What to do: In the rows below, turn the stretch from the line containing "Practice step: pick out every instance of the rocky" through the line containing "[(764, 108)]" into a Markdown table with the columns Number and Line. Give each line its own table row with a running number, and leave out blank lines.

Available data:
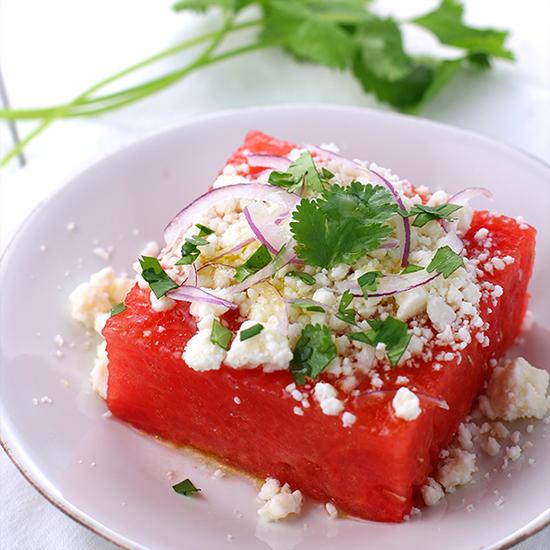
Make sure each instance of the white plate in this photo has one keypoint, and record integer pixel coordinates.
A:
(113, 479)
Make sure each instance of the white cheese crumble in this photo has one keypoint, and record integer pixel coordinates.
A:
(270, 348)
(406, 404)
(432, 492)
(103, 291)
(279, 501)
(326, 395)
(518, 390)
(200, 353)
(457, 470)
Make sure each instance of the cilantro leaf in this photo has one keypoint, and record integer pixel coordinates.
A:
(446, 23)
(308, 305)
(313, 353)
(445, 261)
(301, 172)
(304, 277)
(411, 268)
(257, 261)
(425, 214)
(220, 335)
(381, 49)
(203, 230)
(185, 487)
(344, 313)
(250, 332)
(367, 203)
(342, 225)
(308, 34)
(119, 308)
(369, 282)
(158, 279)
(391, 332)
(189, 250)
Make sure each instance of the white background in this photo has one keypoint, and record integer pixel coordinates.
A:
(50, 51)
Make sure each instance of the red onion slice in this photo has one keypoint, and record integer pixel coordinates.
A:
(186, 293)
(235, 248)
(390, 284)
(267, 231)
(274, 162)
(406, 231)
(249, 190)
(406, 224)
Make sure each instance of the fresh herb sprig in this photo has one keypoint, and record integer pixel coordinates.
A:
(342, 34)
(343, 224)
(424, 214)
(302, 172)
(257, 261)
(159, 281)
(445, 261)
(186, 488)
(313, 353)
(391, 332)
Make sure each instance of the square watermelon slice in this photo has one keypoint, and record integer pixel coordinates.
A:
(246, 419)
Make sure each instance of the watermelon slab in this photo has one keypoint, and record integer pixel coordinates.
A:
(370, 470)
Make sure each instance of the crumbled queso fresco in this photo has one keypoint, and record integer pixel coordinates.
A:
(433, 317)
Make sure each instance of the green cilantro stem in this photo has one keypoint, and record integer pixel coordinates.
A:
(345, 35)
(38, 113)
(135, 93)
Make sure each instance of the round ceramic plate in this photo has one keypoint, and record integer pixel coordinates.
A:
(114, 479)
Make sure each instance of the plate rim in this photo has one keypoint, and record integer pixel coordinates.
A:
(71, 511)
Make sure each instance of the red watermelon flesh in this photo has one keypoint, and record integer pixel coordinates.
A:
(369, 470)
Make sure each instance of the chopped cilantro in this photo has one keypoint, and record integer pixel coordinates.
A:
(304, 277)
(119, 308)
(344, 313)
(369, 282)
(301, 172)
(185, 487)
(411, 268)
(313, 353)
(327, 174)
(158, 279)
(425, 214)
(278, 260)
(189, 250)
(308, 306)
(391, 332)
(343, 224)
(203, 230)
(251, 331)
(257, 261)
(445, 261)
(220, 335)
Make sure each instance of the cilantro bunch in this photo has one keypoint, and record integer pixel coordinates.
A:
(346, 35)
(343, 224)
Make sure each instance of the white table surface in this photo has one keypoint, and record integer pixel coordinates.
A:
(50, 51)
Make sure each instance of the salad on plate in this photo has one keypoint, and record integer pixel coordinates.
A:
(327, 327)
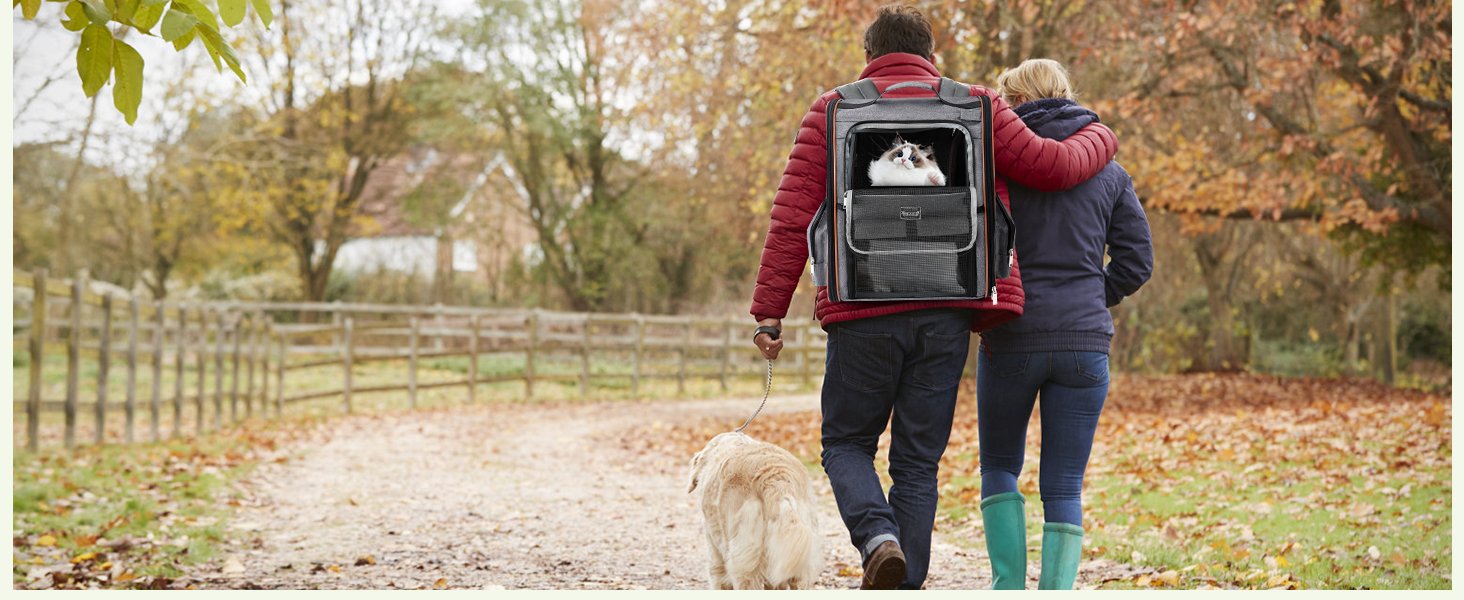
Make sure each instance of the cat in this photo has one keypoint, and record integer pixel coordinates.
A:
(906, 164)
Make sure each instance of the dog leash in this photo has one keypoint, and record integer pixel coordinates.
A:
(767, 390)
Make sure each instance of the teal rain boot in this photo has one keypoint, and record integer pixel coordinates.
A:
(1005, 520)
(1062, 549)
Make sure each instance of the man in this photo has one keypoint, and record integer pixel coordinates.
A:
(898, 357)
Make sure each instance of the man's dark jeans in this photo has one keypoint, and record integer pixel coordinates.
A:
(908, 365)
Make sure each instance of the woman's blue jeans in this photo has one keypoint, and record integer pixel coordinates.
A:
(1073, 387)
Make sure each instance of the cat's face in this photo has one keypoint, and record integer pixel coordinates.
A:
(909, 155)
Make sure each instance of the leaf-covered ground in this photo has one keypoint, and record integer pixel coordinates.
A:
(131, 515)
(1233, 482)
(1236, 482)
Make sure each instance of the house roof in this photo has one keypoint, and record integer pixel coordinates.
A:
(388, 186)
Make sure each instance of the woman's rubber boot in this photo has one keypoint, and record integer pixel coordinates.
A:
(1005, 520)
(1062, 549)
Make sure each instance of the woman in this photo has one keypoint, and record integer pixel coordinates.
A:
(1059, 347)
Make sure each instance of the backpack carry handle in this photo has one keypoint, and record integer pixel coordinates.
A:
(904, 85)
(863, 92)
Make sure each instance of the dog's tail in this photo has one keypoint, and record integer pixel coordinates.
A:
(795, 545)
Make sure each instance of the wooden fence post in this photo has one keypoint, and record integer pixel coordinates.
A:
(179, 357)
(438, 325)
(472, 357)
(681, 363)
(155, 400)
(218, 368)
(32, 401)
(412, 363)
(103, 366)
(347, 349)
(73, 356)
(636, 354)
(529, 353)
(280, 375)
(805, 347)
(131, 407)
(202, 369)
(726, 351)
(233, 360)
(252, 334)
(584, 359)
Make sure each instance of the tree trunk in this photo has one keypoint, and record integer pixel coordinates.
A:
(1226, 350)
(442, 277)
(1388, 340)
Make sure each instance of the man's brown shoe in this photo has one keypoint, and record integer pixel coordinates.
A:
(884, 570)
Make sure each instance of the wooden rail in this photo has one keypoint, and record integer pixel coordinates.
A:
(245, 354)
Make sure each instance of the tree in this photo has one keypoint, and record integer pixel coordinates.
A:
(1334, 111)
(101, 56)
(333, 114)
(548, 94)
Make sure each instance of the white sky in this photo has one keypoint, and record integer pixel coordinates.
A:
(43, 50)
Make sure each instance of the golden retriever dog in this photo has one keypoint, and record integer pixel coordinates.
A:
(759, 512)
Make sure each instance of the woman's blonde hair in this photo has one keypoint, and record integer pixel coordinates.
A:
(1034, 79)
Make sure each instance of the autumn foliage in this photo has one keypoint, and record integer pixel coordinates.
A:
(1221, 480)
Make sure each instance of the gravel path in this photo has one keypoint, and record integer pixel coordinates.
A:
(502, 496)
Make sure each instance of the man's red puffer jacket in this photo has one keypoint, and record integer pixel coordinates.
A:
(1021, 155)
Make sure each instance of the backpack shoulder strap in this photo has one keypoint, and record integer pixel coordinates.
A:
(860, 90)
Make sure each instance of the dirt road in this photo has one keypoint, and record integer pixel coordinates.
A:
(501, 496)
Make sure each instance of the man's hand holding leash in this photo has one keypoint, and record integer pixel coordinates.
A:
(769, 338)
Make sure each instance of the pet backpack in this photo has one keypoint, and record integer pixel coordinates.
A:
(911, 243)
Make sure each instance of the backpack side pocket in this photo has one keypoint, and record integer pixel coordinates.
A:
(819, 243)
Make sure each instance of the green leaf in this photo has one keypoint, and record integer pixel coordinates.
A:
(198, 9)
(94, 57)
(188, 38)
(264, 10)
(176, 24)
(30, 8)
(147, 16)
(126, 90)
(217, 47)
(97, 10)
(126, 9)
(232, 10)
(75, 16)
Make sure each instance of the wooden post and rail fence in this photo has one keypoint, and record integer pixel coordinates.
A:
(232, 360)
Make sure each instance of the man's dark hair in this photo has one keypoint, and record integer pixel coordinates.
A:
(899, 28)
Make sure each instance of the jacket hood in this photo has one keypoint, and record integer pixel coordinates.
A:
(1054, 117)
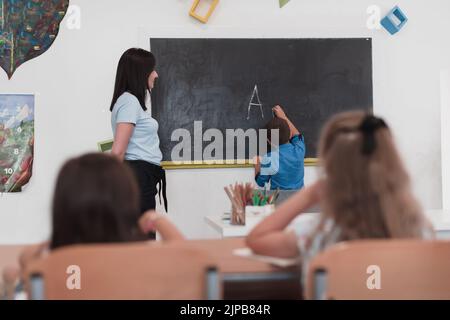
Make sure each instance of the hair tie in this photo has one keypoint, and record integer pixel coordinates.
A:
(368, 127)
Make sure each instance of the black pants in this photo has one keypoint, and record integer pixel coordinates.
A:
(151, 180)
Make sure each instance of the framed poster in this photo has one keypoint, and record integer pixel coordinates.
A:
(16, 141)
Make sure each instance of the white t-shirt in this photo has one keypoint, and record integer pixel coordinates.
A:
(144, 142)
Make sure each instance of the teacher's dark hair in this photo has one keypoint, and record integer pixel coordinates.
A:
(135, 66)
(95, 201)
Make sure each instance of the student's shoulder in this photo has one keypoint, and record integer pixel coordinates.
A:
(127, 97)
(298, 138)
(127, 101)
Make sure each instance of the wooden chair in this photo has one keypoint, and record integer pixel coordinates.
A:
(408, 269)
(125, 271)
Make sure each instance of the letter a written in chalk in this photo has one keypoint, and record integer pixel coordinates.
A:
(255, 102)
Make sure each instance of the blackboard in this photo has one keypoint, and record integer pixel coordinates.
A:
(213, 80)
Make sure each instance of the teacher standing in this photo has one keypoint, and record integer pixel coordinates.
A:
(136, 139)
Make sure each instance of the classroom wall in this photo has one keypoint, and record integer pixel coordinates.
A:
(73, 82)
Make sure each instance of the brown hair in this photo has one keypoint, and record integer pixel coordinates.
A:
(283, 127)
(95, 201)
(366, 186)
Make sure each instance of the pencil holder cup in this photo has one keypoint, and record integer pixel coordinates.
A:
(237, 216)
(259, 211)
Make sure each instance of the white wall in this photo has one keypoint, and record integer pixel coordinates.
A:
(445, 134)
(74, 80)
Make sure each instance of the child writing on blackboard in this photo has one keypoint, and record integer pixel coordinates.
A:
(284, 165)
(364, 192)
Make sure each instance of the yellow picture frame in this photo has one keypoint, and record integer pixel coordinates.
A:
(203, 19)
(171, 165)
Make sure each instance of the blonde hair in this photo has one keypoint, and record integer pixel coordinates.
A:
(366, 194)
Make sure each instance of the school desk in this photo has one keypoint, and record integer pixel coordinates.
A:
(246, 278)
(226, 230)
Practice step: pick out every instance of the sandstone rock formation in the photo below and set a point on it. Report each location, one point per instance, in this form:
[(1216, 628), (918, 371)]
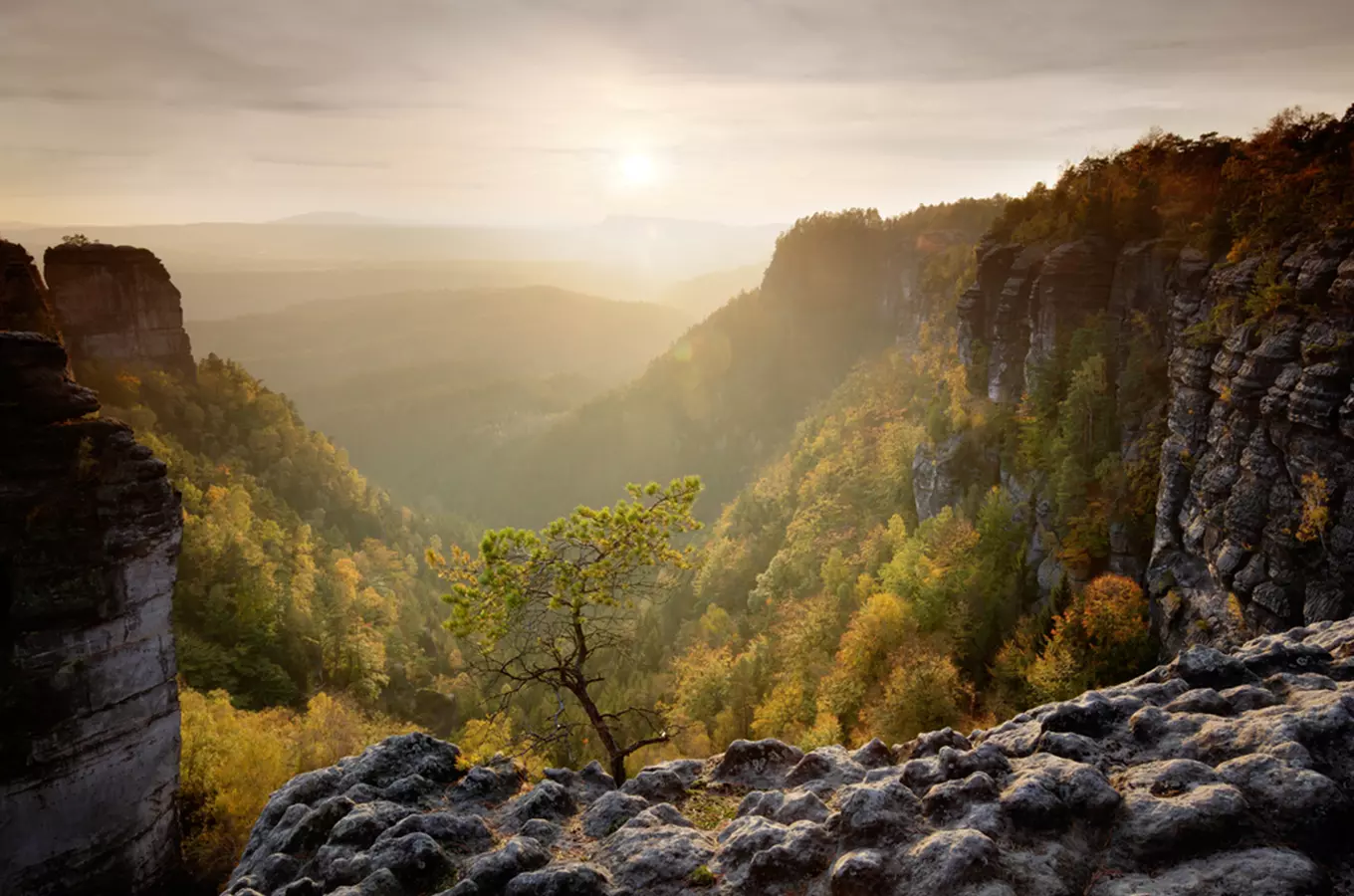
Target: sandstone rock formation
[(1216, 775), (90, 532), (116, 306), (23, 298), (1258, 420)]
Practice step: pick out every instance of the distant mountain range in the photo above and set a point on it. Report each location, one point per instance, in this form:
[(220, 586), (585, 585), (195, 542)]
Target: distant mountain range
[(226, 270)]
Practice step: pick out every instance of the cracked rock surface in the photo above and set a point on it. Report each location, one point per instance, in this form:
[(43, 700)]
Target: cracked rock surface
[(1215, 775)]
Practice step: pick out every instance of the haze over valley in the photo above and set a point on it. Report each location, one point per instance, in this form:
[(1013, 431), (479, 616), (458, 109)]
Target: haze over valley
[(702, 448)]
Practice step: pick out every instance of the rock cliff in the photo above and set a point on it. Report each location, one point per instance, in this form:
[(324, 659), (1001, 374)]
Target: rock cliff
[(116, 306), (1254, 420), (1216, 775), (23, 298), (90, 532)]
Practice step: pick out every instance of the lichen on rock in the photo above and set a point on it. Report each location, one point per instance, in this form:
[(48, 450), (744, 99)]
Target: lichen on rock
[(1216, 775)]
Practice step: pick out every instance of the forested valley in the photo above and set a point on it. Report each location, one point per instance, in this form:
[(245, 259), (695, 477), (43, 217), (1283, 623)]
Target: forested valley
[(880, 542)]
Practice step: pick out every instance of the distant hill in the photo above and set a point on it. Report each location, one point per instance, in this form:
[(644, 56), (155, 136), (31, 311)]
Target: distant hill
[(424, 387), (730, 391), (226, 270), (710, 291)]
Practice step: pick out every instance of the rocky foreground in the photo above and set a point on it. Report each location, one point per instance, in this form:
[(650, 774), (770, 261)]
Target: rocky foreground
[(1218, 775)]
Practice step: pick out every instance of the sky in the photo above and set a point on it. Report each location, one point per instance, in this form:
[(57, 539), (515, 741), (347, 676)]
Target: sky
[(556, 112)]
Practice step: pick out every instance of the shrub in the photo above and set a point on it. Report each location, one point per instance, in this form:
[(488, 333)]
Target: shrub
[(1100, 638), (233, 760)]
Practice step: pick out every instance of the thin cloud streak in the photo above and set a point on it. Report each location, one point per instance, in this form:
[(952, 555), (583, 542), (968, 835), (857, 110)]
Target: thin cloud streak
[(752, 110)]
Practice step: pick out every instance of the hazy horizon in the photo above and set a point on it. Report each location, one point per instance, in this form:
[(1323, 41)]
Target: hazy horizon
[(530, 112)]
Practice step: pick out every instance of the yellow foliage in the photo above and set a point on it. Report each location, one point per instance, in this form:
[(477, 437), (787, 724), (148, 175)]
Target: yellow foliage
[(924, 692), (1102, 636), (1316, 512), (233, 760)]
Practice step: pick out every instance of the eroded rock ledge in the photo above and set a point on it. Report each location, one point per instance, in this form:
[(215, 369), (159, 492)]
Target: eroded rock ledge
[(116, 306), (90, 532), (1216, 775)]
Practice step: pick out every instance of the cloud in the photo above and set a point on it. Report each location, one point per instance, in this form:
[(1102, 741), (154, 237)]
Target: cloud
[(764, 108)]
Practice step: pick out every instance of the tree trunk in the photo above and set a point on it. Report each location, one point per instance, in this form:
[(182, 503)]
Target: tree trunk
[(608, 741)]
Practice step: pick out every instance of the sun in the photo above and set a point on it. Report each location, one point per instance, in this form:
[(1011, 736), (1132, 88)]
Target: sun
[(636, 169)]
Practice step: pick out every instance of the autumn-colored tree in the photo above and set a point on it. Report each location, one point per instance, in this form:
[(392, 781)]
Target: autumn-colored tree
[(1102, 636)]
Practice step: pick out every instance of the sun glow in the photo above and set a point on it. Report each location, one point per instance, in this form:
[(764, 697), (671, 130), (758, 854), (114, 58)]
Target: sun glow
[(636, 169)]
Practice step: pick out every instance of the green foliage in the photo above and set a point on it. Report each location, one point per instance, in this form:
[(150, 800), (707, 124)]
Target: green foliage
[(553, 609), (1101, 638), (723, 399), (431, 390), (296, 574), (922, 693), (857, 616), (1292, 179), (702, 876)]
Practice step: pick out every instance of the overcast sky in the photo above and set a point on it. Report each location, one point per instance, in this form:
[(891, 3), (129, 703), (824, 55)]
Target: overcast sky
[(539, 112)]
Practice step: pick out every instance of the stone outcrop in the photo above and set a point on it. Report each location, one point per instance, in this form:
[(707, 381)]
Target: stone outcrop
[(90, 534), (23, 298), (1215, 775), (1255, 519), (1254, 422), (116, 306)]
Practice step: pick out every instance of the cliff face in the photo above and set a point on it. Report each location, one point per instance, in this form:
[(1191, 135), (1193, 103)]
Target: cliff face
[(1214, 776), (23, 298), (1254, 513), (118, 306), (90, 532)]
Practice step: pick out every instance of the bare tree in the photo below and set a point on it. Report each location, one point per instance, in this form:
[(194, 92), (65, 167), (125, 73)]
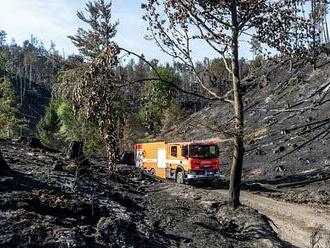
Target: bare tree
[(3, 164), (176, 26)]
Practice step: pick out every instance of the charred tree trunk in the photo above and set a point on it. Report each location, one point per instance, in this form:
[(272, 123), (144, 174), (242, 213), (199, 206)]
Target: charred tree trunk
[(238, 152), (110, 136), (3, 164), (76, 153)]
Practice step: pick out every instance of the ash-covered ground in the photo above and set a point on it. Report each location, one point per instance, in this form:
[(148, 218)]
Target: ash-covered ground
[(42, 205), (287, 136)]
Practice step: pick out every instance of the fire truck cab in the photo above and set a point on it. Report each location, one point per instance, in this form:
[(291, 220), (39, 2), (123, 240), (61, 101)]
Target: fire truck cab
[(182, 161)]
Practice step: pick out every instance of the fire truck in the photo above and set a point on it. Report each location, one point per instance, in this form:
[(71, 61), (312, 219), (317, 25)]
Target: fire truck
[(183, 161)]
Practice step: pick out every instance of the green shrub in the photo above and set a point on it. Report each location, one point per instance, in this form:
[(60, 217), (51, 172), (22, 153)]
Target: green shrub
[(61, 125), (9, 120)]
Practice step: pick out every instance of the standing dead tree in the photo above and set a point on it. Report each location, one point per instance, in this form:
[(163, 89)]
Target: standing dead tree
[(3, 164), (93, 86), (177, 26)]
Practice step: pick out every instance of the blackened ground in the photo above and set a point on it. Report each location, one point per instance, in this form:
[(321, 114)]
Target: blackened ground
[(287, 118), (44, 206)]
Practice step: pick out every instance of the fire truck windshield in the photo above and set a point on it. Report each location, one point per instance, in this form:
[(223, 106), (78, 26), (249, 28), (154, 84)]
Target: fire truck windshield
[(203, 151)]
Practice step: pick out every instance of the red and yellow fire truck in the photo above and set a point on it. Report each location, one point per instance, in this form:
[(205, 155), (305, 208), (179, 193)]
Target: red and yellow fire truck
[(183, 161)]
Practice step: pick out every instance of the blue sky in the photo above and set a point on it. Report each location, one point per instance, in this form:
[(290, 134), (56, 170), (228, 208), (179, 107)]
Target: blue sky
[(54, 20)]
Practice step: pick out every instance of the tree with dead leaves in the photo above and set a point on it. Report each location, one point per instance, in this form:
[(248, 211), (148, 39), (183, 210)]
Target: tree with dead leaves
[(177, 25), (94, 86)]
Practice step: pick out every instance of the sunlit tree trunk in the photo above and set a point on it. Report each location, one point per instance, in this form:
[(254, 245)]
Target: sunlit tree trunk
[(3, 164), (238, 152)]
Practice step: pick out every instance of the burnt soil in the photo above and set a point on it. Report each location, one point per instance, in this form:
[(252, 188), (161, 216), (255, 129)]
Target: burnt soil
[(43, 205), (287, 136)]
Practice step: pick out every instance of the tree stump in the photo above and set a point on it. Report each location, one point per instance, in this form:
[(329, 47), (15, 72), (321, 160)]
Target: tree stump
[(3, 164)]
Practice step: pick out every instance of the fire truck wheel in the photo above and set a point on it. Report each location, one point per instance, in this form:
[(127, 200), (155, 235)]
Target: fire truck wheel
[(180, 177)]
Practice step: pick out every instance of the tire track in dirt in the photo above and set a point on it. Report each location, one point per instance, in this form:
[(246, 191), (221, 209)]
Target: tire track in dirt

Response for this exercise:
| Number | Line |
|---|---|
| 1 | Practice step: pick out every instance of the rocky foreground in the photo above and set a point on it. Report each location, one point per instance, in this form: |
| 2 | [(650, 774), (770, 261)] |
| 3 | Target: rocky foreground |
| 4 | [(1218, 775)] |
| 5 | Practice step: pick out every instance of the sky in the photo above and set a point on it. Report each location, one point per instance, in this form: |
| 6 | [(57, 539), (515, 741), (347, 676)] |
| 7 | Target: sky |
| 8 | [(556, 112)] |
| 9 | Practice step: pick out every instance of the shrub in the photo above and set a point on it. Report each location, one point per instance, in this form: |
| 10 | [(488, 333)] |
| 11 | Target: shrub |
| 12 | [(1100, 638), (233, 760)] |
| 13 | Practice step: pick out every instance of the thin cloud streak in the photo above and set a point on it. Report each location, one point per instance, in this form: |
| 14 | [(952, 555), (583, 542), (968, 835), (857, 110)] |
| 15 | Target: thin cloud streak |
| 16 | [(752, 110)] |
| 17 | Practice step: pick out every instance of the hazy horizon in the photo above and set a point on it. Report each location, one point per instance, in this form: |
| 18 | [(1323, 41)] |
| 19 | Target: hazy horizon |
| 20 | [(530, 112)] |
| 21 | Practice step: pick out every instance of the yellow foliage in the photo above and set a point on it. Report each location, one point per instance, in this form: |
| 22 | [(477, 437), (787, 724), (148, 175)] |
| 23 | Target: yellow foliage |
| 24 | [(924, 692), (1102, 636), (1316, 512), (233, 760)] |
| 25 | Practice step: pick out every instance of the eroded rock ledge in the photo above and set a point on it. Report each location, one point per instance, in this form: |
| 26 | [(215, 369), (159, 492)] |
| 27 | Target: eroded rock ledge |
| 28 | [(116, 306), (90, 532), (1216, 775)] |
| 29 | Practice step: pick out every instance of the cloud in the photo above and set a point on it. Report each location, one point per instance, in this form: |
| 30 | [(1102, 741), (154, 237)] |
| 31 | Target: cloud |
| 32 | [(764, 108)] |